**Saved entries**
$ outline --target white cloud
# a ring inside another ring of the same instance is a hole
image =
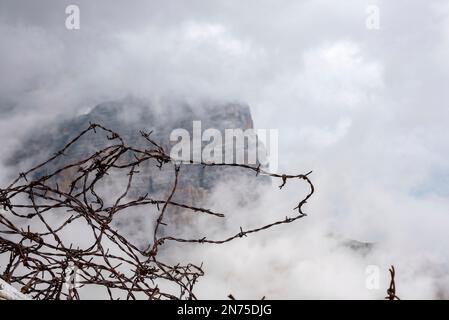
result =
[[[447,297],[445,1],[378,1],[378,31],[359,0],[79,2],[77,33],[63,2],[0,3],[2,158],[56,114],[128,93],[242,100],[258,128],[279,129],[283,169],[314,170],[317,193],[292,227],[192,249],[210,266],[204,297],[382,298],[361,284],[368,264],[396,264],[400,296]],[[378,249],[361,258],[329,231]]]
[[[383,84],[381,65],[365,61],[360,47],[349,41],[306,52],[300,78],[303,99],[328,108],[363,108],[370,92]]]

**Exercise description**
Retype every record as it stands. None of the pictures should appear.

**Written reply**
$ outline --target white cloud
# a ring inside another ring of the same instance is a hole
image =
result =
[[[447,297],[445,1],[378,1],[378,31],[359,0],[79,2],[77,33],[63,2],[0,3],[2,158],[56,114],[128,93],[242,100],[258,128],[279,129],[283,169],[314,170],[317,193],[292,227],[192,249],[210,266],[204,297],[382,298],[361,284],[368,264],[396,264],[400,296]],[[378,249],[361,258],[329,231]]]
[[[383,84],[381,65],[365,61],[360,47],[349,41],[306,52],[300,78],[303,99],[328,108],[363,108],[370,92]]]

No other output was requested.